* Supplied text
EASTON, Maine — All residents of a small Aroostook County town will be connected to the internet this spring.
The town of 1,320 people has signed an agreement with Spectrum, run by Charter Communications, to provide service to 128 households that aren’t connected to the web.
Easton will be a rare example of a small Aroostook town that has 100 percent of residents connected. One in four Aroostook County homes don’t have reliable high-speed internet, according to a survey spearheaded by the Aroostook County Commissioners and the business group Aroostook Partnership. Easton saw high demand for broadband before the pandemic, but the need intensified when droves of out-of-staters moved in, town officials said.
“During COVID, Easton became a haven for people from New Jersey, Alabama, Connecticut,” Easton Town Manager Jim Gardner said. “They’re all moving into Easton, small-town USA.”
Two major industries dominate the town: Huber Engineered Woods and McCain Foods. But many newcomers want to work from home in other industries, Gardner said. Without access to the internet, they’re stuck.
Throughout Maine, rural communities have struggled with lack of broadband. Demand exploded during the pandemic as students studied online and telemedicine became a household word. A group of Piscataquis County towns banded together last year to tackle the issue, and Caribou is studying two plans.

* Dataset extract
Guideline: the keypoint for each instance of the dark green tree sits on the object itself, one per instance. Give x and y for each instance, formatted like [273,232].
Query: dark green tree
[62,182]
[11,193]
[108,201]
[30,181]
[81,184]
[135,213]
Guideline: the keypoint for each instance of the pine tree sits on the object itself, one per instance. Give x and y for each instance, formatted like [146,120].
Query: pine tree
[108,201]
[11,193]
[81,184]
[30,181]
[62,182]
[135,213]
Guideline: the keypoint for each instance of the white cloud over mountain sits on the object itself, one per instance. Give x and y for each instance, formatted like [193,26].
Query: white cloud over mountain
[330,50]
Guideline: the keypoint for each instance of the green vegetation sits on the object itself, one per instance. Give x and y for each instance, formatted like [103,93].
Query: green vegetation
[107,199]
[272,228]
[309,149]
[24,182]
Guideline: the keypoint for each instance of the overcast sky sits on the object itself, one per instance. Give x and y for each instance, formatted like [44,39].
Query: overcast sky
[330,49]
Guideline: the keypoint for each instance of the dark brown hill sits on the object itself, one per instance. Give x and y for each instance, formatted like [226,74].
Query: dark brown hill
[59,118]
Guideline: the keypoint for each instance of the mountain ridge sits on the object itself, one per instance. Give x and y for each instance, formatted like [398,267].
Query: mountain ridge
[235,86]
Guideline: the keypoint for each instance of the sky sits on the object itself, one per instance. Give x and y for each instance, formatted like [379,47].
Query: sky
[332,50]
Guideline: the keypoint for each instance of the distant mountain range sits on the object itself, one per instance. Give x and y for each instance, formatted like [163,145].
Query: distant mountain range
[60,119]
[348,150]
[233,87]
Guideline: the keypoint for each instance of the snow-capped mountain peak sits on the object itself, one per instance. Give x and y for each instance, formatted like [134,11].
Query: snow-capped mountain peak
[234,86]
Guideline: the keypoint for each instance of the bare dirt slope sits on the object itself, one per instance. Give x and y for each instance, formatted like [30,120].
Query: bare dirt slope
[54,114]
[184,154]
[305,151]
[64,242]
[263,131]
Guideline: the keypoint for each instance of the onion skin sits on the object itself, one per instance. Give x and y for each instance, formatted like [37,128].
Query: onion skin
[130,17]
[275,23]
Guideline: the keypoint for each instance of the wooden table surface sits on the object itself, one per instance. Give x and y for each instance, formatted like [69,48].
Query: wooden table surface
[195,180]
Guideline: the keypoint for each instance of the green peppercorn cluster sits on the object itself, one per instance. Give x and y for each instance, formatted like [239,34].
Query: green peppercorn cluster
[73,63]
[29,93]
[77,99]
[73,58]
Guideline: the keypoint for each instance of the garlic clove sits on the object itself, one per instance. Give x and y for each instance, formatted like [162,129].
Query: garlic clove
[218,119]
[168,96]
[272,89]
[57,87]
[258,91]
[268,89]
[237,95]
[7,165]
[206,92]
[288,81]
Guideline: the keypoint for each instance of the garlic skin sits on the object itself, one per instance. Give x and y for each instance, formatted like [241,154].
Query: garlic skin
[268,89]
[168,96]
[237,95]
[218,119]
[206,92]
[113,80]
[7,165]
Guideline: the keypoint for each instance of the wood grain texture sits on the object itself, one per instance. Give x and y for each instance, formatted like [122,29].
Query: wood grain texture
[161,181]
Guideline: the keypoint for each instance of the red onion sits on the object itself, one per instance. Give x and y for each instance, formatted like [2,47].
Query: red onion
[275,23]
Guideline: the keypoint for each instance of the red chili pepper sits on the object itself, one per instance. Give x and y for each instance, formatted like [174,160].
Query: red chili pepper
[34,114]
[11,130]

* Instructions
#1 Can you rewrite the paragraph of the Easton broadband article that begins "Easton will be a rare example" as a short bulleted list that keeps its main facts?
#2 What is the Easton broadband article about? Summarize it in two sentences.

* Answers below
#1
- Easton will be one of few small Aroostook towns with every resident connected.
- One in four Aroostook County homes lacks reliable high-speed internet, according to a survey led by the Aroostook County Commissioners and the Aroostook Partnership.
- Demand for broadband in Easton was high before the pandemic. Town officials said it grew when many out-of-staters moved in.

#2 Easton, an Aroostook County town of 1,320 people, has signed an agreement with Spectrum to connect 128 unconnected households this spring, which will give every resident internet access. Demand grew during the pandemic as out-of-staters moved in and many wanted to work from home, reflecting a broadband shortage across rural Maine.